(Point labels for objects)
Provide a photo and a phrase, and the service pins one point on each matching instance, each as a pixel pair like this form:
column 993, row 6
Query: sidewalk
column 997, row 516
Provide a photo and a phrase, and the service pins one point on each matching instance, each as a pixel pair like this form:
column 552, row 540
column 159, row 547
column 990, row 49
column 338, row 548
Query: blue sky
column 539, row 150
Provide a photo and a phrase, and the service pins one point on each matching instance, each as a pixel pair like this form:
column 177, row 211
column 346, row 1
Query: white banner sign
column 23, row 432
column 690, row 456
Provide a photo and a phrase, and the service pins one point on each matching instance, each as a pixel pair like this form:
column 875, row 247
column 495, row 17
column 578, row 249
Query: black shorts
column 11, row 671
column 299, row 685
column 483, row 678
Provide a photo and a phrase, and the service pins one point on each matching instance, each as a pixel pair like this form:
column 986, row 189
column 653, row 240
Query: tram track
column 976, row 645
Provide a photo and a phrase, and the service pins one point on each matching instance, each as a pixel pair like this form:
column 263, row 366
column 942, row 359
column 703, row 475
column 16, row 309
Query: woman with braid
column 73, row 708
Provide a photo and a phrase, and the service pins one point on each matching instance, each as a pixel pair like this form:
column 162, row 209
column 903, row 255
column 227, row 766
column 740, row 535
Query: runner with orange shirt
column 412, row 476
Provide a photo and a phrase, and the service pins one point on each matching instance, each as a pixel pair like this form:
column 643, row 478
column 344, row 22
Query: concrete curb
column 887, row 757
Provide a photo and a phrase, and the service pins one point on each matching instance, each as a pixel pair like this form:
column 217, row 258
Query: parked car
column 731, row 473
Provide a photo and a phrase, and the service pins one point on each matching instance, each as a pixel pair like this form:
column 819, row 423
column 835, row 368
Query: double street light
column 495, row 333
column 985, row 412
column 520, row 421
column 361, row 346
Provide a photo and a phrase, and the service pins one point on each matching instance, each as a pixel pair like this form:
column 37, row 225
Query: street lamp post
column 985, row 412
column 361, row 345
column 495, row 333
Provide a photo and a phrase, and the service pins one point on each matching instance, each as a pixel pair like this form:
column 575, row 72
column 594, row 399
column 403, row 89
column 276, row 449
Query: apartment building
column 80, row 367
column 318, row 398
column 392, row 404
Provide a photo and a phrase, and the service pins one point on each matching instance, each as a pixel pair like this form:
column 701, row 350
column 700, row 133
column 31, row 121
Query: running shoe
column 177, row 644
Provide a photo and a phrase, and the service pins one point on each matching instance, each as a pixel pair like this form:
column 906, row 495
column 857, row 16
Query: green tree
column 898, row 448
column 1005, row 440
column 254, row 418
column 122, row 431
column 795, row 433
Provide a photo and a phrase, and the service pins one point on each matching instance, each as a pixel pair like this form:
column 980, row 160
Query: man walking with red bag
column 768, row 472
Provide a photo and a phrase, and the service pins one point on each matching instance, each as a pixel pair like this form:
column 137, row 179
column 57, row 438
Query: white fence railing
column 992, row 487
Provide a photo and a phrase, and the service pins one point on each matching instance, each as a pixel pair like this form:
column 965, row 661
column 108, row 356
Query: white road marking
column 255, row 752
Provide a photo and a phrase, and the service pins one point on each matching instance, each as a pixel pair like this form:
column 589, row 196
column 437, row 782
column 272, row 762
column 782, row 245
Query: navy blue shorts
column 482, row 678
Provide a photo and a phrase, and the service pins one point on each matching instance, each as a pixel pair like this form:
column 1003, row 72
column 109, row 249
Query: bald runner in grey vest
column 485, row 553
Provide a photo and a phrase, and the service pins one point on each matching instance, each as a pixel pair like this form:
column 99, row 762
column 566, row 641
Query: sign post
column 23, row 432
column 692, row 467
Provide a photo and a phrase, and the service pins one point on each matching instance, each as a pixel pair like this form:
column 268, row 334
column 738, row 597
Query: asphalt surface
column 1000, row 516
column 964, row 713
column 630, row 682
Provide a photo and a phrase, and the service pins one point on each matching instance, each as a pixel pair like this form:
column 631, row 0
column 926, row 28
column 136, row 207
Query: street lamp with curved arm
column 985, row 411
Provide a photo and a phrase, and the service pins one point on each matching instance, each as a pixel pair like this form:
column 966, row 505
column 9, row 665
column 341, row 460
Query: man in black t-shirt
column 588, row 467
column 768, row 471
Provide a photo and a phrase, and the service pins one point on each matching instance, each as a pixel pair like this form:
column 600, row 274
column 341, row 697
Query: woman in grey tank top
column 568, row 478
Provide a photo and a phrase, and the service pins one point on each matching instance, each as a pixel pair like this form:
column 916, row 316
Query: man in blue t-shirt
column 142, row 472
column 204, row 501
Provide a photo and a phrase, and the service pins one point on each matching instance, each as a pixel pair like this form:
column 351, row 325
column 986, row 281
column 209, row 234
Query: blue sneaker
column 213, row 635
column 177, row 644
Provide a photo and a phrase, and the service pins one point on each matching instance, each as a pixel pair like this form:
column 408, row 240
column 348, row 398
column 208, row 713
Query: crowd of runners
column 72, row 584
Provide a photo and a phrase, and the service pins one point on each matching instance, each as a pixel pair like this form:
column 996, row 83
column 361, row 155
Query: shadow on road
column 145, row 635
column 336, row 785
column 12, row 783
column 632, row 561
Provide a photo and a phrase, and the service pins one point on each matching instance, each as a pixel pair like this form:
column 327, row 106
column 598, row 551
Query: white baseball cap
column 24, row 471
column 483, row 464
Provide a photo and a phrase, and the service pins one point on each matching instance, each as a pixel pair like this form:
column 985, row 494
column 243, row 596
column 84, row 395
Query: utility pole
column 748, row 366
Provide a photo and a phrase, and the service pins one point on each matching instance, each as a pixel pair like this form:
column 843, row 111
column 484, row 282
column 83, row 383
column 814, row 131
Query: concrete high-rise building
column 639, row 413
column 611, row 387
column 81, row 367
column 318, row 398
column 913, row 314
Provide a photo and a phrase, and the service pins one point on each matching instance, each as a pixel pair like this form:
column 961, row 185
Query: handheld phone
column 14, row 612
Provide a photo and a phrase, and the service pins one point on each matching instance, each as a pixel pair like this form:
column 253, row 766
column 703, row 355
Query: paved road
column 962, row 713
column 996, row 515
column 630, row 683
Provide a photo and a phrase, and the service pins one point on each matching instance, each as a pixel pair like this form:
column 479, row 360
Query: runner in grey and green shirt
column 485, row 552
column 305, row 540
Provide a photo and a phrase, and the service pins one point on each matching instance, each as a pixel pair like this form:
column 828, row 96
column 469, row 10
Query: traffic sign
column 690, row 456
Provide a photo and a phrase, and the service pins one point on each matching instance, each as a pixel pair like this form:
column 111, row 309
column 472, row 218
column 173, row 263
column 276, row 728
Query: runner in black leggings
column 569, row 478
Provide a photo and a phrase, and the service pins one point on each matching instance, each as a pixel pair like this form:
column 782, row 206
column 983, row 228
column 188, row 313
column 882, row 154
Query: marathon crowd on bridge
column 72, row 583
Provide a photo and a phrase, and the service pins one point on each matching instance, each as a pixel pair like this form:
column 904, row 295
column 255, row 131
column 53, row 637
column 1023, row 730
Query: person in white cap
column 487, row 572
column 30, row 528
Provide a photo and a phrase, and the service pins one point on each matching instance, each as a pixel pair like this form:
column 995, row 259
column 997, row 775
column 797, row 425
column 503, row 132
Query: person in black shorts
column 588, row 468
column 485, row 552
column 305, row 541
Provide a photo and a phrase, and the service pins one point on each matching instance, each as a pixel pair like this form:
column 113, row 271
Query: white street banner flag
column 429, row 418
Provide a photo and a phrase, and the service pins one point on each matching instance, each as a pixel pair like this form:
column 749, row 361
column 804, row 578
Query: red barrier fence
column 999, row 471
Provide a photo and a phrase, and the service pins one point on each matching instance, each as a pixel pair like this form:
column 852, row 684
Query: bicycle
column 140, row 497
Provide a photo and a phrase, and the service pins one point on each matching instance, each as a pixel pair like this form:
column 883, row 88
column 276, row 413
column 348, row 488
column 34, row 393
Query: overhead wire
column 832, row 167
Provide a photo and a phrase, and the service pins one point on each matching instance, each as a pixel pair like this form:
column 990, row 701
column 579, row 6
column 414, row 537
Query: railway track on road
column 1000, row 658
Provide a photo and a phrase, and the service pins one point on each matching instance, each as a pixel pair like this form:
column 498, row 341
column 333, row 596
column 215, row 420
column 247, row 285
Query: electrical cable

## What is required
How many of the lines above contain the string "shirt"? Reply with the number only.

## Full response
4